Trump becomes Republican Party's presumptive presidential nominee
Washington, Mar 18 : US President Donald Trump has become the Republican Party's presumptive presidential nominee after his home state of Florida awarded him with enough numbers to cross the pledged delegate threshold.
As per the national delegate count, Trump on Tuesday had 1,330 pledged delegates in his kitty.
A Republican presidential aspirant needs 1,276 of the total 2,550 pledged delegates. A formal nomination would be announced at the Republican National Convention in August.
Trump's campaign in a statement said that the primary in his home state of Florida put him above the delegate threshold to become the presumed 2020 Republican nominee for president.
The primary season saw him shatter records for vote totals and vote percentages.
With Florida's 122 delegates awarded to the President, he has 1,330 delegates, above the 1,276 needed to win the nomination.
The Republican Party is more unified and energized than ever before and it's because of President Trump's leadership and clear record of accomplishment on behalf of all Americans, said Brad Parscale, Trump's 2020 campaign manager.

* _Records_
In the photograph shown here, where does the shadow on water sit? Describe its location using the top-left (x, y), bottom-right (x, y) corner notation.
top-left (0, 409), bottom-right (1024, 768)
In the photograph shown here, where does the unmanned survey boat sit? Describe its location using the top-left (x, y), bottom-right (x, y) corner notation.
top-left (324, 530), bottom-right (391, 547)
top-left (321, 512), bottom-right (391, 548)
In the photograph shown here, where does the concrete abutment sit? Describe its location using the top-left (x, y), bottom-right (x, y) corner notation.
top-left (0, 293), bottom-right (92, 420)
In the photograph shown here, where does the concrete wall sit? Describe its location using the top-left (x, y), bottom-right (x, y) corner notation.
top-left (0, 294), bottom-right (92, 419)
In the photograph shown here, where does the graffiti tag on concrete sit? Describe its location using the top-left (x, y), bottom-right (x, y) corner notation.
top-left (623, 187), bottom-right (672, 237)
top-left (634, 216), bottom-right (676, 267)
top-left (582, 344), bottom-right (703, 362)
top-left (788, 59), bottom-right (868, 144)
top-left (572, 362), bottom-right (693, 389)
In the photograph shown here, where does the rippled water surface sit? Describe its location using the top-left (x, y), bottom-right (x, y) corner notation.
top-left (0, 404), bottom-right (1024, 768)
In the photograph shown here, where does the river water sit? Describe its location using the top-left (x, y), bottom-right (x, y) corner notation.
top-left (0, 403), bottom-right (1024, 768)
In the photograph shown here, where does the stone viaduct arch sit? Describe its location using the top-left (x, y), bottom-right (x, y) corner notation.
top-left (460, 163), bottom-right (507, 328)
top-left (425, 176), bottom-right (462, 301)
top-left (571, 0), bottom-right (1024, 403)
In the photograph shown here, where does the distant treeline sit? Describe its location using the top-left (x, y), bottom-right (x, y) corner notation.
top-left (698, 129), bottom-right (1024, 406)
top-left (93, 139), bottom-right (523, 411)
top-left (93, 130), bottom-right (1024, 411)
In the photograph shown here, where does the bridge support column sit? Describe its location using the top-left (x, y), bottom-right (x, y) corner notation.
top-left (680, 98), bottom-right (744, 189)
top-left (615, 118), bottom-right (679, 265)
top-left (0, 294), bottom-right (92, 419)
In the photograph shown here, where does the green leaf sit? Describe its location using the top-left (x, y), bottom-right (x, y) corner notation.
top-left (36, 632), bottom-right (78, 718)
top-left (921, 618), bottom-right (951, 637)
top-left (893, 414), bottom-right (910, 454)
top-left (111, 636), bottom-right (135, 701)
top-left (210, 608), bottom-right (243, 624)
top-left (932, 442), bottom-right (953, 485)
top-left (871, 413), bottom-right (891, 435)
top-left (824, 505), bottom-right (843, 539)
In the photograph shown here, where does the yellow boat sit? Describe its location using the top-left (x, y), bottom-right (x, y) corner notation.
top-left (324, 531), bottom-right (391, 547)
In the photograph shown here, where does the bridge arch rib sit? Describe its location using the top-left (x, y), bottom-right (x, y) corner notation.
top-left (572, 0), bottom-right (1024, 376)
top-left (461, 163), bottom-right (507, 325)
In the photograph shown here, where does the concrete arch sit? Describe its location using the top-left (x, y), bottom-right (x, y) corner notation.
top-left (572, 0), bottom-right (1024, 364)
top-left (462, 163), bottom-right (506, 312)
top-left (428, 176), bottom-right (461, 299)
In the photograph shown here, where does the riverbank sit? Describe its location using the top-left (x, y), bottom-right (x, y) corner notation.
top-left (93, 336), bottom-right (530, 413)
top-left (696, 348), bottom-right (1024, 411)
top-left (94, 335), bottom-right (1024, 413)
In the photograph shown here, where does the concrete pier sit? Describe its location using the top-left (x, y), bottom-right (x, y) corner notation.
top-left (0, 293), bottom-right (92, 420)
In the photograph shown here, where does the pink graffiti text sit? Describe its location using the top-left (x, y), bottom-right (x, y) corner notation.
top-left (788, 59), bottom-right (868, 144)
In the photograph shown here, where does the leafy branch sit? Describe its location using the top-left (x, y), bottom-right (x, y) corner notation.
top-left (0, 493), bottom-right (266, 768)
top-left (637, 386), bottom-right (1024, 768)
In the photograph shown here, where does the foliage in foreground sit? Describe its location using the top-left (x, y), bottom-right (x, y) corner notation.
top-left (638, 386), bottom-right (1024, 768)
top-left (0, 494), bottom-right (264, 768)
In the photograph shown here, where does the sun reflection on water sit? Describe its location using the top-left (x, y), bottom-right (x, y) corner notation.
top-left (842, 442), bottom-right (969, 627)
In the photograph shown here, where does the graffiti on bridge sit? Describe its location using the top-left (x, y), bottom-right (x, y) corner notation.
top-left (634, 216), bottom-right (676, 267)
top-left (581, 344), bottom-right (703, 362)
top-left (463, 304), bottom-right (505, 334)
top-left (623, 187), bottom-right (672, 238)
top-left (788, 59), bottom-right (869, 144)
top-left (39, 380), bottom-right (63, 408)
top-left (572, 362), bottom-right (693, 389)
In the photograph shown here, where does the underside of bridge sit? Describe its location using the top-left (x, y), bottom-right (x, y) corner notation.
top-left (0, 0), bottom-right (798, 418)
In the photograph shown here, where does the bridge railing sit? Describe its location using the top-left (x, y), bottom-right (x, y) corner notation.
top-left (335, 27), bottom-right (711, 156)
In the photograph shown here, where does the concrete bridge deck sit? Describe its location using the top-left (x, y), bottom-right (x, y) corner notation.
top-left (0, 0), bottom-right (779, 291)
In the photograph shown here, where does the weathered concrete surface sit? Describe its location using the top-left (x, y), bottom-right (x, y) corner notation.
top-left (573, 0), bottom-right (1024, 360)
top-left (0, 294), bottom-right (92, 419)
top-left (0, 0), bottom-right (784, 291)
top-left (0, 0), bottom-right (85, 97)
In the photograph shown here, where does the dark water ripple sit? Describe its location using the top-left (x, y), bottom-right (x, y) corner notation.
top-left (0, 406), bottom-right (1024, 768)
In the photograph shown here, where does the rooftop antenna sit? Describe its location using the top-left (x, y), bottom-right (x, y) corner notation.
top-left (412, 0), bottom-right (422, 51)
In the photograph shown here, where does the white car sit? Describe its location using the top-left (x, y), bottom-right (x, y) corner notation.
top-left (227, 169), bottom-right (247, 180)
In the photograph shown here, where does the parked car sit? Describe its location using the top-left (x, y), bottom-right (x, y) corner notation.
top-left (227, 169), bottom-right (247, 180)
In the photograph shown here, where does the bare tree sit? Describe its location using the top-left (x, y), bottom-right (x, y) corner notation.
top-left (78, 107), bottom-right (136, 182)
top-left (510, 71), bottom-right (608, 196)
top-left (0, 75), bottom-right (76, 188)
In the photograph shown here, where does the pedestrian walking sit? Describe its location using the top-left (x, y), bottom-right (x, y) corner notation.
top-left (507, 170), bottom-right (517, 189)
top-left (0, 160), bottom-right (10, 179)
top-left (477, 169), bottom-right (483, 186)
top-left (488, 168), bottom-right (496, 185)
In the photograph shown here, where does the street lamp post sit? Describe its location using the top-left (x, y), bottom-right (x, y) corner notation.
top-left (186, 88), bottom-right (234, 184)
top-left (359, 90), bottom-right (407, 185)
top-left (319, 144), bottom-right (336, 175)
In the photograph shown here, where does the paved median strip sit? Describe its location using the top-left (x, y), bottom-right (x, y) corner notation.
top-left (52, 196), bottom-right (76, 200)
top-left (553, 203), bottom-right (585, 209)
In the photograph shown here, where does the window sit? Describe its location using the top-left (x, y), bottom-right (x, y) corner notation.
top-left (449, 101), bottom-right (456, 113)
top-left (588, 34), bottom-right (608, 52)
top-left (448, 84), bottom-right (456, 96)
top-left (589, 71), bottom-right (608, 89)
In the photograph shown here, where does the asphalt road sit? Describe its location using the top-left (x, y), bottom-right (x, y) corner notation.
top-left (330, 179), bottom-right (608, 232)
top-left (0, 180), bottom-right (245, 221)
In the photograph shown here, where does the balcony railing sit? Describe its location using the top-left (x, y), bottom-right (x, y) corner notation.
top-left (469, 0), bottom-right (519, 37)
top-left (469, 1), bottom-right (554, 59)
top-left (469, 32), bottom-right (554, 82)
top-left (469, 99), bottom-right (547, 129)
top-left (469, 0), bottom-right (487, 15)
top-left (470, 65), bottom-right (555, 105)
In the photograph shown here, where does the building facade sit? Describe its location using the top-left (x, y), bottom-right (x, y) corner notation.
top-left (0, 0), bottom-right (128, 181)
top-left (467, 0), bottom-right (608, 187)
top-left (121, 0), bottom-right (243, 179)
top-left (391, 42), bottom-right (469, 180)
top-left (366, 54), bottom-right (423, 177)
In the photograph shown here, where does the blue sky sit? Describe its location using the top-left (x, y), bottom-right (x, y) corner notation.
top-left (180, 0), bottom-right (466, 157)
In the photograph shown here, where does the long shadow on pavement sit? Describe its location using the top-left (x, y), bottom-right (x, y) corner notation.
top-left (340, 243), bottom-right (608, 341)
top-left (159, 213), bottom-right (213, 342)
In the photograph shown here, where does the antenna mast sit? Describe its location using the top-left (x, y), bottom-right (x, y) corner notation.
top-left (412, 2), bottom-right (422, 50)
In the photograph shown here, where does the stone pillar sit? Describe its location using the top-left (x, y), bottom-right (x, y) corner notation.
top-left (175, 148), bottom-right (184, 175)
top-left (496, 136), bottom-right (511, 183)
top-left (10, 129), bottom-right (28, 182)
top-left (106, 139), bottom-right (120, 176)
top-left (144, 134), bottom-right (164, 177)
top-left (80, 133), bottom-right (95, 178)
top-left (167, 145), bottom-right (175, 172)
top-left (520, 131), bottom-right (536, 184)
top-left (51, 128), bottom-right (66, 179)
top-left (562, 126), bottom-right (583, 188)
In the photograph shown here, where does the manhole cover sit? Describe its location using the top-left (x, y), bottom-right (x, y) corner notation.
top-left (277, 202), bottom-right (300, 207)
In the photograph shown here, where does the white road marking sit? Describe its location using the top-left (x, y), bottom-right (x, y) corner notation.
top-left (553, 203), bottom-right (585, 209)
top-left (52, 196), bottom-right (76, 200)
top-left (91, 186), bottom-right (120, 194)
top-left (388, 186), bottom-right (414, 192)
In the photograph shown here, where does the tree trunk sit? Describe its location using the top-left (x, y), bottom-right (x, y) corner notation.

* _What this task involves_
Transcribe the part of the Trump nomination report from "As per the national" up to and including "win the nomination.". The material has nothing to do with what comes next.

* _Finished task_
As per the national delegate count, Trump on Tuesday had 1,330 pledged delegates in his kitty.
A Republican presidential aspirant needs 1,276 of the total 2,550 pledged delegates. A formal nomination would be announced at the Republican National Convention in August.
Trump's campaign in a statement said that the primary in his home state of Florida put him above the delegate threshold to become the presumed 2020 Republican nominee for president.
The primary season saw him shatter records for vote totals and vote percentages.
With Florida's 122 delegates awarded to the President, he has 1,330 delegates, above the 1,276 needed to win the nomination.